*GIVEN PASSAGE*
-*-*-

DETAILED DESCRIPTION OF THE PREFERRED EMBODIMENTS
FIG. 1 illustrates a replaceable blade, fixed-blade arrowhead
cutting blade 100 having a cutting edge 500, a pair of primary
grind bevels 300, and a pair of hone bevels 400 (only one primary
grind bevel 300, and one hone bevel 400 is illustrated in the side
view of blade 100 as per FIG. 1).
FIG. 2 illustrates a fixed-blade arrowhead 200 having a plurality
of fixed blades 100 removably attached therewith.
FIG. 3 illustrates a blade-opening arrowhead (mechanical broadhead)
202 having a plurality of expanding cutting blades 104 removably
attached therewith, and a plurality of fixed blades removably
attached within a tip located at the forward leading end of the
arrowhead, as for example as is taught in my U.S. patent
application Ser. No. 09/082,636 filed May 21, 1998 which is
incorporated herein by specific reference.
FIGS. 4 & 5 illustrate a blade-opening arrowhead 204 having a
plurality of expanding blades 102 removably attached therewith.
FIG. 6 illustrates a pivotal or expanding blade 102.
Blades 100, 102 & 104 have conventional or prior art cutting
edge configurations thereon as will be illustrated herein. Blades
100, 102 & 104 may be sharpened during a strip grinding
process, wherein generally a first inclined section or bevel
(primary grind bevel) is ground on both sides of the precursor
blade article (blade shape or blade form--blade stock material),
such as primary grind bevels 300 of blade 100 as illustrated in
FIG. 1, then a second inclined section or bevel (hone bevel) is
ground on both sides of the precursor blade article or blade shape,
such as hone bevels 400 of blade 100 as illustrated in FIG. 1, and
lastly the cutting edge is stropped to remove microscopic burrs
produced from grinding so as to create a finished cutting blade.
The angle between opposing primary grind bevels is narrower than
the angle between opposing hone bevels, as referenced in a plane
perpendicular to the blade cutting edge (see FIGS. 9, 10 &
13-15 and the discussion herebelow).

-*-*-

*SET PROBLEM*
Can you continue the arrowhead blade description from the point where it stops? The records come from a separate source that has nothing to do with the arrowhead blade description.

Region labeling records
-*-*-

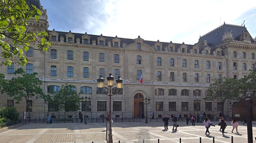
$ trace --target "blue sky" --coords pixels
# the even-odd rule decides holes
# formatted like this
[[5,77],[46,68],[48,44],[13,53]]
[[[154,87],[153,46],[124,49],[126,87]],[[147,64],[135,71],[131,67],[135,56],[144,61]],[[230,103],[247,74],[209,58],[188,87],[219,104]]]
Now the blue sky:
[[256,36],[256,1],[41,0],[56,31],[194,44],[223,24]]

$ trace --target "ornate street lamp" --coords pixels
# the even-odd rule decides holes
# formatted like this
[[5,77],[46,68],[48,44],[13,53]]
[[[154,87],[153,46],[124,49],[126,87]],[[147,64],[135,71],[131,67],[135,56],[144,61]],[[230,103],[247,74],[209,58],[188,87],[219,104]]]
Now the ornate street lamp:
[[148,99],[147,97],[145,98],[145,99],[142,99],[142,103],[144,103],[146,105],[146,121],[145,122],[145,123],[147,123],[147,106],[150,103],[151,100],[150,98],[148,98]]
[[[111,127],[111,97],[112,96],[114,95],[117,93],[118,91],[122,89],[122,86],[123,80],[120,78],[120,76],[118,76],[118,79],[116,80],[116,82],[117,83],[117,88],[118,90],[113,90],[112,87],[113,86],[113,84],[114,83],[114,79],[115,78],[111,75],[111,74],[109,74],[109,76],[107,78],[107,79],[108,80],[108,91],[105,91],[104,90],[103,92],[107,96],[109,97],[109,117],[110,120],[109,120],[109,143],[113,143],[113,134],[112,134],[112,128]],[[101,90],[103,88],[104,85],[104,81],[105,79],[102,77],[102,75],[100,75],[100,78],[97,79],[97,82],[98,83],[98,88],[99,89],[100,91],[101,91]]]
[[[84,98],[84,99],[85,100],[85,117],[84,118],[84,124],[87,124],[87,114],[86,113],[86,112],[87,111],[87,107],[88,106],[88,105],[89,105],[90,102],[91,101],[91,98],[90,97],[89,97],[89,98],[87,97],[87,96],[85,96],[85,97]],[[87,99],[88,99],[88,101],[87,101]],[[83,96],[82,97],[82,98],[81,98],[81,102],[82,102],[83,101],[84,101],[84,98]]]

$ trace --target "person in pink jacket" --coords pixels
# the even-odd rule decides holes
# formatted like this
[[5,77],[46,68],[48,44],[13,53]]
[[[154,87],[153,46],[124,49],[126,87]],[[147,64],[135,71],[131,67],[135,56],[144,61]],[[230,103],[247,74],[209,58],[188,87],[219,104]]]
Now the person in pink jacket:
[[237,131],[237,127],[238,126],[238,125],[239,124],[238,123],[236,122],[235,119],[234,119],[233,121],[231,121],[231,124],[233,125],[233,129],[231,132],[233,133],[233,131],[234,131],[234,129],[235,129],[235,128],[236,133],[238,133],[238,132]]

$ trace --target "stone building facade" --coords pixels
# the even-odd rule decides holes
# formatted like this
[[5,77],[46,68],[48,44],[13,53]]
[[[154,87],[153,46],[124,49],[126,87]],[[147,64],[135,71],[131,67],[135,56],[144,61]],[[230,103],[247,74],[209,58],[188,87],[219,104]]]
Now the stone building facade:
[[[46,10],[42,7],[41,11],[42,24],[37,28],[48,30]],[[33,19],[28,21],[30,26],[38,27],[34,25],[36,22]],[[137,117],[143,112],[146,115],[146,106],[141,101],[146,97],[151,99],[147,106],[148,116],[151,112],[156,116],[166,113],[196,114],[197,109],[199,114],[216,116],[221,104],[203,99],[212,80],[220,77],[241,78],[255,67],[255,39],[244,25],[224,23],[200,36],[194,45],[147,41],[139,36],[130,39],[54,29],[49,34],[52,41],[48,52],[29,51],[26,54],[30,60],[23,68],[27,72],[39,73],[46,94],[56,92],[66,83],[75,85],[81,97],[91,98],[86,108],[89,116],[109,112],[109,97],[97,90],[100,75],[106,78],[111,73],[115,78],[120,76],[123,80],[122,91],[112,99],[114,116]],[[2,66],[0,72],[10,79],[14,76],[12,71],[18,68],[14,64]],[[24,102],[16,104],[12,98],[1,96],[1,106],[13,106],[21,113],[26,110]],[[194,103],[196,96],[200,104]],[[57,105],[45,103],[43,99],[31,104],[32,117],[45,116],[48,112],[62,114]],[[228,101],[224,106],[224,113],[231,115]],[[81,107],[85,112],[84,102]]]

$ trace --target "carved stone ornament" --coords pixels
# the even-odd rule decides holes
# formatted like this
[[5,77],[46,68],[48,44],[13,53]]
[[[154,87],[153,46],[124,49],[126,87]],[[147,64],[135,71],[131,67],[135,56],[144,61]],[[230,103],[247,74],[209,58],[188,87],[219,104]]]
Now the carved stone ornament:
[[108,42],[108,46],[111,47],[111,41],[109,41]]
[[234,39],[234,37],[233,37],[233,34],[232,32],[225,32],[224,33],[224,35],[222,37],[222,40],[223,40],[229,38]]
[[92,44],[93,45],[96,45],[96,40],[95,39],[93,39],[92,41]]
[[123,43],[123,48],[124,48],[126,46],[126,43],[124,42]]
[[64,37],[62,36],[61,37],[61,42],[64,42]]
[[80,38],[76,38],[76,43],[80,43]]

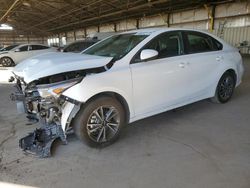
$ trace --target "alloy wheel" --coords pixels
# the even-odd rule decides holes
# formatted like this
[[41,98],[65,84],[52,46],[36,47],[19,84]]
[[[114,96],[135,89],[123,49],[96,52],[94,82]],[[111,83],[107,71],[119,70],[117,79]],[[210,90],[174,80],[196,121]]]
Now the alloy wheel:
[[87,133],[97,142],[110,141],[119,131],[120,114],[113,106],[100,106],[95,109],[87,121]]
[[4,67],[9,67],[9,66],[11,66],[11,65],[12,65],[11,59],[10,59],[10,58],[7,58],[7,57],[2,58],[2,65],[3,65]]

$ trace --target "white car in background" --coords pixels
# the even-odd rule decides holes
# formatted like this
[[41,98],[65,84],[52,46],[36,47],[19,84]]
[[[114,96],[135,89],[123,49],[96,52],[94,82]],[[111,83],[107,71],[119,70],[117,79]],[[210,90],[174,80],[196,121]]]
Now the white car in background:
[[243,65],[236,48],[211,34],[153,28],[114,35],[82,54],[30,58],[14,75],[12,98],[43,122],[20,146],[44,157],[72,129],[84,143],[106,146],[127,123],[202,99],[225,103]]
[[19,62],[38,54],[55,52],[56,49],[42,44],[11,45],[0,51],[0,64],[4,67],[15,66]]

-*-*-

*TASK ANSWER*
It is apparent that the grind bevels, such as primary grind bevels
and/or hone bevels, or equivalents, of the cutting edges as
according to the cutting blades of this invention may be convex or
flat or concave like unto hollow-ground, or combinations thereof,
as generally referenced when corresponding cutting edges are viewed
in cross-section, but not limited thereto.
FIG. 7 illustrates a pivotal blade 104 of blade-opening arrowhead
202 having a pair of primary grind bevels 302 (one per each side),
a pair of hone bevels 402, a cutting edge 502 and a pair of
opposing side faces 150. FIG. 9 illustrates a cross-section of
blade 104. FIG. 10 illustrates an outline of the exterior surface
of primary grind bevels 302 and hone bevels 402 of blade 104 as
illustrated in perpendicular cross-section of blade 104 as per FIG.
9. As illustrated in FIG. 10, an angle 800 depicts the angle
between opposing hone bevels 402, and an angle 802 depicts the
angle between opposing primary grind bevels 302 of blade 104, thus
defining the sharpness of cutting edge 502.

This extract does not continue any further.